═══ LISTED RECORDS

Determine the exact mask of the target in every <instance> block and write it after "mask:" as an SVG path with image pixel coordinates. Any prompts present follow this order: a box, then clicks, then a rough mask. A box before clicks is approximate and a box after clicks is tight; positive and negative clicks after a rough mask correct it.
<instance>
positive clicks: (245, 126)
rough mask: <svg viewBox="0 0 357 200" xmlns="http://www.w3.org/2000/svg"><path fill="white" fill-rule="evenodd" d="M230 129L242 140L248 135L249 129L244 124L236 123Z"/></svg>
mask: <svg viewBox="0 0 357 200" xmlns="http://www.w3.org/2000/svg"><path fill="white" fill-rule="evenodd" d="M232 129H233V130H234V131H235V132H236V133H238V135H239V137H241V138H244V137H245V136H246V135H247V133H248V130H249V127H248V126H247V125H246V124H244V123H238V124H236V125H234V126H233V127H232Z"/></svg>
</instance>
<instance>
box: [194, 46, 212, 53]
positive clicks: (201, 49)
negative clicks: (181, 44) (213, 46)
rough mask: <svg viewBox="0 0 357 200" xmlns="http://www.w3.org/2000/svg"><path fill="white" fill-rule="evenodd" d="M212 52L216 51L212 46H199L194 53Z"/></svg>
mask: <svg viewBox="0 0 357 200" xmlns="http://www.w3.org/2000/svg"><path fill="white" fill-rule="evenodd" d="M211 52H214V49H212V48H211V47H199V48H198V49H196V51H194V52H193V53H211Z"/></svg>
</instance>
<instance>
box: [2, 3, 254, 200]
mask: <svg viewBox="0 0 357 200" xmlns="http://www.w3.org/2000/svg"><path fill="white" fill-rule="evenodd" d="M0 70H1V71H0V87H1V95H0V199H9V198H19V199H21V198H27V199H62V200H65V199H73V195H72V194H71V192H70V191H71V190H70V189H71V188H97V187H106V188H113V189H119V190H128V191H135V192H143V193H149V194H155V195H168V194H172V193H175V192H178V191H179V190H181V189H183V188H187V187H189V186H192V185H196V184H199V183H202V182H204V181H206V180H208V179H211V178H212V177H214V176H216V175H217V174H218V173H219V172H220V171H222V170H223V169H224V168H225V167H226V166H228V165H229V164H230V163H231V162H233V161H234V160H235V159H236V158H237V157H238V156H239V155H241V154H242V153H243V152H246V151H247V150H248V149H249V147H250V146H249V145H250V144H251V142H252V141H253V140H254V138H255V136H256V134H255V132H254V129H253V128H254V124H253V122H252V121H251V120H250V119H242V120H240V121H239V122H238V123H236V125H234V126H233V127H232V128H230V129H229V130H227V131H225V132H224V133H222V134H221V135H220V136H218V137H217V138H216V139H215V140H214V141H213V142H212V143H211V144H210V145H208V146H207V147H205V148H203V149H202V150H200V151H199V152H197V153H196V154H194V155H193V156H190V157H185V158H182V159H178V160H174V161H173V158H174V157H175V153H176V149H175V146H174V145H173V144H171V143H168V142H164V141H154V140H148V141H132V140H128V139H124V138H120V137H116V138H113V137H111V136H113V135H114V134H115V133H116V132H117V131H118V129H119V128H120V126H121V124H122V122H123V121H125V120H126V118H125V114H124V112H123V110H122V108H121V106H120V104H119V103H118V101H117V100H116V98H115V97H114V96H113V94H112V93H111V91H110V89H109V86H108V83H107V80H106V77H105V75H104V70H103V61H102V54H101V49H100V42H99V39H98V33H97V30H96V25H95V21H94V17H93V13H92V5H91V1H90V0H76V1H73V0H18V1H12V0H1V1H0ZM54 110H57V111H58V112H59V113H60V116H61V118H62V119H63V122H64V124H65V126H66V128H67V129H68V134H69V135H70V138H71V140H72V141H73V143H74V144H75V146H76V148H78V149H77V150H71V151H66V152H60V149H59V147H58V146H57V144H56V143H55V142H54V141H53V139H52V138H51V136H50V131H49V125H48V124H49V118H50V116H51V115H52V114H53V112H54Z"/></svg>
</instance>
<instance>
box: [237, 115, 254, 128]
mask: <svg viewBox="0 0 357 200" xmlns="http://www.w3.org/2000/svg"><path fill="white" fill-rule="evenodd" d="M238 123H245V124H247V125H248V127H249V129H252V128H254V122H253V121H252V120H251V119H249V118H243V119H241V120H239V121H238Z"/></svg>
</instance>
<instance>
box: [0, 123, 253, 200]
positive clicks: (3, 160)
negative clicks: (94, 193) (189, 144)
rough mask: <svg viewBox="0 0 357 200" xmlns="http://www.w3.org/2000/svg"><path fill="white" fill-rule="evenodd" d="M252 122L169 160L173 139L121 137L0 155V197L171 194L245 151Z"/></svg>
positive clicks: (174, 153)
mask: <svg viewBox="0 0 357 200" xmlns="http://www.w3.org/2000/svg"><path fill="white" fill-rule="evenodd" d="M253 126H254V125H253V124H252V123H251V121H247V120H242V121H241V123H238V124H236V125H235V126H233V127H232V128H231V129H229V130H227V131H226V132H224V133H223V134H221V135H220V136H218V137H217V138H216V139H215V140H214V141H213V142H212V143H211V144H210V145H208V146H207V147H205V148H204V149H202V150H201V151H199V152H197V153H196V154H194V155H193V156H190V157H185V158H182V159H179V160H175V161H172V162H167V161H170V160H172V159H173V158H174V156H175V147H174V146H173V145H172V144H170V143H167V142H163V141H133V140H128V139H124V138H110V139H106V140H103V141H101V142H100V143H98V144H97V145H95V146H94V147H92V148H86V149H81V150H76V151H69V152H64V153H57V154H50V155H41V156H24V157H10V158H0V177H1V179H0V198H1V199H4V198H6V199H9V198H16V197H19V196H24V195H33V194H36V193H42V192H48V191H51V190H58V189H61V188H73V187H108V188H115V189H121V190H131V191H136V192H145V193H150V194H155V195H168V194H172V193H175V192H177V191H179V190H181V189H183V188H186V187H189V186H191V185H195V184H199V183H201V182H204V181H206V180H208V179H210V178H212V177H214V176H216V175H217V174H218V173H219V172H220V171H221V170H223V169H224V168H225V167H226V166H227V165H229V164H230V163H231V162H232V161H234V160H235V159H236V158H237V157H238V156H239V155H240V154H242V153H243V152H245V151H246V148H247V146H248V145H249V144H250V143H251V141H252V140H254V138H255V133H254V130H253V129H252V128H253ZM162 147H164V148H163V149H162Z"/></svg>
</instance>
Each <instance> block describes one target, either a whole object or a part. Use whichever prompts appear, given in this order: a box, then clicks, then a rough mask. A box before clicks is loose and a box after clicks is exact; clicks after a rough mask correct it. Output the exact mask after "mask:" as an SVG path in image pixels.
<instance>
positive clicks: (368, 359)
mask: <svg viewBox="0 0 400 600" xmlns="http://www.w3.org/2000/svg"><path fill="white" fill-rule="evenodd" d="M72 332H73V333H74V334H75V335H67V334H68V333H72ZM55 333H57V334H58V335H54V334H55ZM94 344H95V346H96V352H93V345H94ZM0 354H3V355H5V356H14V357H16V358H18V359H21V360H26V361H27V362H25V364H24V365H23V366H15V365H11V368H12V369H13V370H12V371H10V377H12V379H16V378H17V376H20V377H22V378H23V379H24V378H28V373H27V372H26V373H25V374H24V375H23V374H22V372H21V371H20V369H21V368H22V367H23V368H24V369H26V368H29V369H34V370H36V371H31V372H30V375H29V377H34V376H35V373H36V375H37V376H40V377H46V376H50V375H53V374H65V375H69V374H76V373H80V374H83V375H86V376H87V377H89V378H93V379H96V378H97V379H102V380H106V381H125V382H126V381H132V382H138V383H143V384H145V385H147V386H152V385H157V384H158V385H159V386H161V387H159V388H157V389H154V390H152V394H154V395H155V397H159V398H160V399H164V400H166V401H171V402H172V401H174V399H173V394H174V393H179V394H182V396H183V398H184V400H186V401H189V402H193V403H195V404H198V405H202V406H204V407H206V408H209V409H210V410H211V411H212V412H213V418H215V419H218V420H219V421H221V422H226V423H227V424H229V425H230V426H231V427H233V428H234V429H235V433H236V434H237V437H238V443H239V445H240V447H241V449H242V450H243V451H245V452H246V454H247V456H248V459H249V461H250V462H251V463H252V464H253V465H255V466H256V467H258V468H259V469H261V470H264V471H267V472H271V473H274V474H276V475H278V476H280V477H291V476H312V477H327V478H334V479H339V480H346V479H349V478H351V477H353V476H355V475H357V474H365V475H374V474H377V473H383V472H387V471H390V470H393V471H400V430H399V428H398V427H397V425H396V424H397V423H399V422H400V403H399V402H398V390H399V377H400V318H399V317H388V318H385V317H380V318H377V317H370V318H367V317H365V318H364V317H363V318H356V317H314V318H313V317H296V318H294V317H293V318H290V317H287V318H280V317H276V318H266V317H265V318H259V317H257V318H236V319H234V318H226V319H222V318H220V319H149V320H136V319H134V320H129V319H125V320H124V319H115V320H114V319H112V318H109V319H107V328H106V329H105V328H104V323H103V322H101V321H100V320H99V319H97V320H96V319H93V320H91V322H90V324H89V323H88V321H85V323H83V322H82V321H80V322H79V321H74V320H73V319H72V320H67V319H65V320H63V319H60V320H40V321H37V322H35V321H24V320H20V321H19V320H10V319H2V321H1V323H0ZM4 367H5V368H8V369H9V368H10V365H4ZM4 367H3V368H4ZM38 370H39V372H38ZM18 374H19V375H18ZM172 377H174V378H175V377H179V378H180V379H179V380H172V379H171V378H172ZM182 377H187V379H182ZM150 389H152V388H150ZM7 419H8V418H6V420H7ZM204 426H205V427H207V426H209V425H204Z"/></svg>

══════

== TASK ITEM ==
Restate the listing exactly, starting at its first line and ending at the line where "positive clicks: (245, 126)" occurs; include both and no other lines.

== ANSWER TO THIS EXERCISE ==
Determine the exact mask of the target in every <instance> block and write it after "mask:" as an SVG path with image pixel coordinates. Any prompts present follow this order: a box, then clicks, then a rough mask. A box before clicks is approximate and a box after clicks is tight; positive and negative clicks after a rough mask correct it.
<instance>
positive clicks: (245, 126)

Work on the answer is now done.